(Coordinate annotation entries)

╭──

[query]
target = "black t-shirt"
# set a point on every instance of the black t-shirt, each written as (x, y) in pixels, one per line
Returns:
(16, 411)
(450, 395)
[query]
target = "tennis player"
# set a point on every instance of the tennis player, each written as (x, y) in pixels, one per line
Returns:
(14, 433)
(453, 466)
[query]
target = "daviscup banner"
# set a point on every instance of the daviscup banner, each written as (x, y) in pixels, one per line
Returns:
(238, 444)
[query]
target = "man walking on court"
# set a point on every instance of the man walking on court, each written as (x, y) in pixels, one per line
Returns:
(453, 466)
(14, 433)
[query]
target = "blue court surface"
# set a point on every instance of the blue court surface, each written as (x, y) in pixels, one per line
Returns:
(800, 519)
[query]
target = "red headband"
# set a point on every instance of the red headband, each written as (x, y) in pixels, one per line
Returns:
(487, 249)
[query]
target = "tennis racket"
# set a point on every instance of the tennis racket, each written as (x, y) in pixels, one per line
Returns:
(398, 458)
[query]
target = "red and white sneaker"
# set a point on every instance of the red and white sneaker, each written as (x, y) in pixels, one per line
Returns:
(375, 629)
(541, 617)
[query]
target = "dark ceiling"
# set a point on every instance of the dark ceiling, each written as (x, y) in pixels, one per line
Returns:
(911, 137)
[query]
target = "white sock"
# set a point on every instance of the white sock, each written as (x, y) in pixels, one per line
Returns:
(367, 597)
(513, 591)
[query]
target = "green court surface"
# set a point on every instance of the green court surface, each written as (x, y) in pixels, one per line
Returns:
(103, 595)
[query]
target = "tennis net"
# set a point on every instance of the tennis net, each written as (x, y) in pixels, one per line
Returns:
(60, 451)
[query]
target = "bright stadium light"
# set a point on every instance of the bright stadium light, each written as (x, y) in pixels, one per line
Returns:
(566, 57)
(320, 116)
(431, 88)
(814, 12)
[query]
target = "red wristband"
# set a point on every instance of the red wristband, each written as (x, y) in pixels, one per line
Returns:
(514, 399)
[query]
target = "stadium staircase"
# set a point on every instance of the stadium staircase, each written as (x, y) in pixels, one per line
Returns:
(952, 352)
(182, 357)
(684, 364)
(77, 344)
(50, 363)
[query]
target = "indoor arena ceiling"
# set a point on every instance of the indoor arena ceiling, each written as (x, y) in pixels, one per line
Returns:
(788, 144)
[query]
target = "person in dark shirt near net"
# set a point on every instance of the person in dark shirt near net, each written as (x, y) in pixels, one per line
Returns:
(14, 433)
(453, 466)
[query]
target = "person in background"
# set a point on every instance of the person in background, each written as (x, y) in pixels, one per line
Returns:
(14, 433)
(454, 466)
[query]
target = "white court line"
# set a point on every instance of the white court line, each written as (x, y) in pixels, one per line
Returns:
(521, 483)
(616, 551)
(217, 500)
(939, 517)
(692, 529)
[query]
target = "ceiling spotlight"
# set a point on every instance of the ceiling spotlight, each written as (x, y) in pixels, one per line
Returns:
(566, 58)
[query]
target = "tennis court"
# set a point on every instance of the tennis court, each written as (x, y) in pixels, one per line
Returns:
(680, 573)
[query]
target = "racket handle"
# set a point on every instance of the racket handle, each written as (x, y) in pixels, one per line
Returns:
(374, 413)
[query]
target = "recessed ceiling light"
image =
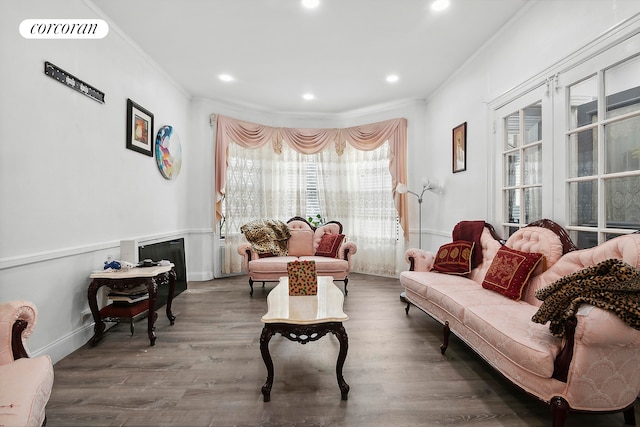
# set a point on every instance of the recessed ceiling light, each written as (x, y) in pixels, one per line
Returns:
(311, 4)
(440, 4)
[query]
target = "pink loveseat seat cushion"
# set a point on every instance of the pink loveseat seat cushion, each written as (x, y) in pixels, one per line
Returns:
(25, 391)
(300, 243)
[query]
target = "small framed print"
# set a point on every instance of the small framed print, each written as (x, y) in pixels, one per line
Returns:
(139, 129)
(460, 148)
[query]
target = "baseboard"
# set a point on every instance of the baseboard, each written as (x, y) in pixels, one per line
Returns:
(200, 276)
(66, 345)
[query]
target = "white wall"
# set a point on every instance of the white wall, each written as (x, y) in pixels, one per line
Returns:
(70, 189)
(543, 34)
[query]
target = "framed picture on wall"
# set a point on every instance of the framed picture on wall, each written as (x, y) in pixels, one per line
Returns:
(460, 148)
(139, 129)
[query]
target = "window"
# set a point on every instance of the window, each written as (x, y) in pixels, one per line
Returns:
(604, 154)
(522, 164)
(568, 148)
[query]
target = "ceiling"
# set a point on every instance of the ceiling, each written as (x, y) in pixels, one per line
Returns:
(342, 51)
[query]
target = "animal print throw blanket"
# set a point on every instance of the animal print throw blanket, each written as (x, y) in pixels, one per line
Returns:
(267, 236)
(611, 285)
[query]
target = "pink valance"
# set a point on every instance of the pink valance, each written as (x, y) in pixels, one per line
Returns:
(311, 141)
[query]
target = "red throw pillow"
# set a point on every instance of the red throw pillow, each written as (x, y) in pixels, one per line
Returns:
(329, 245)
(454, 258)
(510, 270)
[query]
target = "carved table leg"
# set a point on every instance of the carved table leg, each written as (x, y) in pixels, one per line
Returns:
(172, 291)
(446, 331)
(341, 334)
(559, 411)
(630, 416)
(152, 288)
(265, 337)
(99, 326)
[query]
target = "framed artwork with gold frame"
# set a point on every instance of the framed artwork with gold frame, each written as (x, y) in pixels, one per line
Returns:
(459, 145)
(139, 129)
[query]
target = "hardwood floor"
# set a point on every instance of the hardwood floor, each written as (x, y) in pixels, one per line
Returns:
(206, 370)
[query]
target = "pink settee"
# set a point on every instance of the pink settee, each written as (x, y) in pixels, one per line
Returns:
(25, 383)
(594, 367)
(303, 244)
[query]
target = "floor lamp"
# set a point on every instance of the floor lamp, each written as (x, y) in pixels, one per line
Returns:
(402, 189)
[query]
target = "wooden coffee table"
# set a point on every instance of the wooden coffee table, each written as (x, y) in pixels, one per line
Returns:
(304, 319)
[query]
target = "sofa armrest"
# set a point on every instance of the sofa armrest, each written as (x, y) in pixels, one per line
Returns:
(17, 322)
(419, 259)
(605, 361)
(347, 250)
(247, 253)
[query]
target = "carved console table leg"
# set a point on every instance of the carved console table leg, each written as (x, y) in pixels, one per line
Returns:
(341, 334)
(265, 337)
(446, 331)
(99, 326)
(152, 288)
(559, 411)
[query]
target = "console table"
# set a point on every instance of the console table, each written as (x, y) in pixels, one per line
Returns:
(151, 277)
(304, 319)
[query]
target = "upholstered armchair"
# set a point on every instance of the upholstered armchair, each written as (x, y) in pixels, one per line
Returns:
(26, 382)
(325, 245)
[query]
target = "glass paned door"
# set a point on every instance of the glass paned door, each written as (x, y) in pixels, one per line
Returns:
(604, 153)
(522, 136)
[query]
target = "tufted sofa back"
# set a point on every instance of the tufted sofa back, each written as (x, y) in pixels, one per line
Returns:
(301, 240)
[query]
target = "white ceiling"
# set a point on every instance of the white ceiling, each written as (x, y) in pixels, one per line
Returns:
(341, 51)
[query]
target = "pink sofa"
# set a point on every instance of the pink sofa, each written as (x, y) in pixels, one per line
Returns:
(302, 245)
(25, 383)
(595, 367)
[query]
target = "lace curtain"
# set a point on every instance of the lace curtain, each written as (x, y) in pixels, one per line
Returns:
(356, 187)
(261, 171)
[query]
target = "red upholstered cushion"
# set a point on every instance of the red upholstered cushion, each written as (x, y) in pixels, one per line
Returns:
(329, 245)
(510, 270)
(454, 257)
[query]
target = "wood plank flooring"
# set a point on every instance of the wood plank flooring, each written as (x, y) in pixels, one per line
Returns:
(206, 370)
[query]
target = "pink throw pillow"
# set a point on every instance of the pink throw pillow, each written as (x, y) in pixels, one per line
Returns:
(329, 245)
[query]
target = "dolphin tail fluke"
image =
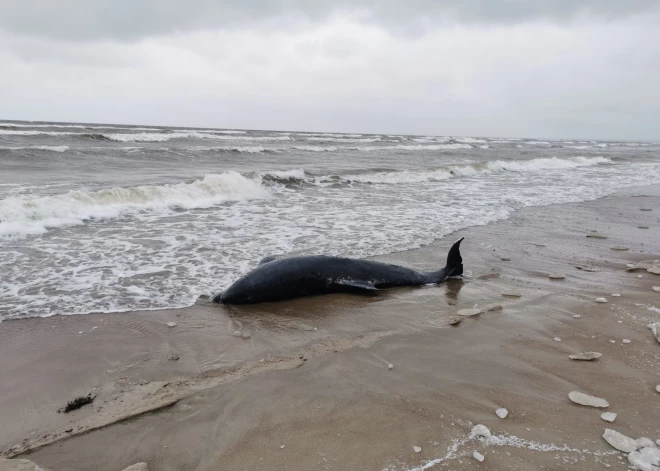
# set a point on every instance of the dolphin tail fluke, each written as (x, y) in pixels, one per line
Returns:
(454, 266)
(454, 260)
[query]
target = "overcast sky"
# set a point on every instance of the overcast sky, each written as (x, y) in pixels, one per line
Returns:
(528, 68)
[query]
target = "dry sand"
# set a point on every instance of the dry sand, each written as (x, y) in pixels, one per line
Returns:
(305, 384)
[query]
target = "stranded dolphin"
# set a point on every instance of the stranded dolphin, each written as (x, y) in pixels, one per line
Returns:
(294, 277)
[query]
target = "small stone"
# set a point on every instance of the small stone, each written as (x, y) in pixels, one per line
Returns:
(644, 442)
(587, 400)
(480, 431)
(137, 467)
(619, 441)
(608, 416)
(492, 307)
(585, 356)
(468, 312)
(646, 459)
(655, 329)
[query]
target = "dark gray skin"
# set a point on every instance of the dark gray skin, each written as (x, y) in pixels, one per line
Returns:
(275, 280)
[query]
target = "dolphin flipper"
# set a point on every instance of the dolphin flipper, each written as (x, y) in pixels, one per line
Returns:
(357, 284)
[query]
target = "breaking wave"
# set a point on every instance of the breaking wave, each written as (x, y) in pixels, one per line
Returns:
(44, 148)
(285, 177)
(467, 170)
(30, 214)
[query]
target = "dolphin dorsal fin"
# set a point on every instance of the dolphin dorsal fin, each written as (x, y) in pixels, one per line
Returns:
(270, 258)
(357, 284)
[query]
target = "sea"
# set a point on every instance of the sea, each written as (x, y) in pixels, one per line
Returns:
(112, 218)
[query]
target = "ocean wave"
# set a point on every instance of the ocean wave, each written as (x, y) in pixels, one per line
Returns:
(413, 147)
(537, 143)
(470, 140)
(28, 214)
(239, 149)
(16, 132)
(147, 136)
(466, 170)
(344, 139)
(162, 137)
(317, 148)
(284, 177)
(44, 148)
(329, 135)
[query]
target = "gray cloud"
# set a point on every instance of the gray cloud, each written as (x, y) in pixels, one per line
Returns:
(132, 19)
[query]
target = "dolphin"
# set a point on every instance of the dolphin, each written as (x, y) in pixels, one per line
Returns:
(294, 277)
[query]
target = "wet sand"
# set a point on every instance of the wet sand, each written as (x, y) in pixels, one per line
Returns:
(305, 384)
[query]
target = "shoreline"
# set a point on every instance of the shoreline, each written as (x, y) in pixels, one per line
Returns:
(314, 371)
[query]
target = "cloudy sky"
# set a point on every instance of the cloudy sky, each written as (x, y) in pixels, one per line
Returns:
(530, 68)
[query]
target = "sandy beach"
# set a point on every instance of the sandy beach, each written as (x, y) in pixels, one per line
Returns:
(305, 384)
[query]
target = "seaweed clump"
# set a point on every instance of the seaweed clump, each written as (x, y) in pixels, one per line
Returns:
(77, 403)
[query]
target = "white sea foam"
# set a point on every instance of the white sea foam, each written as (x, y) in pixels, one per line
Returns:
(14, 132)
(496, 166)
(329, 135)
(423, 147)
(537, 143)
(26, 215)
(162, 137)
(470, 140)
(44, 148)
(284, 176)
(316, 148)
(344, 139)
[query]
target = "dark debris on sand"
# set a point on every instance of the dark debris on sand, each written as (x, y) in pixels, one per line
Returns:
(77, 403)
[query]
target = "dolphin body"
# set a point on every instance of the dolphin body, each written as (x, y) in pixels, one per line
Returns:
(275, 280)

╰──

▶ _REQUIREMENT_
Report each line of the data above that contains the word "blanket", and copy every such line in full.

▶ _SOLUTION TO THIS TASK_
target = "animal print throw blanket"
# set a point on every instance of the animal print throw blanket, each written as (x, y) in pixels, one per line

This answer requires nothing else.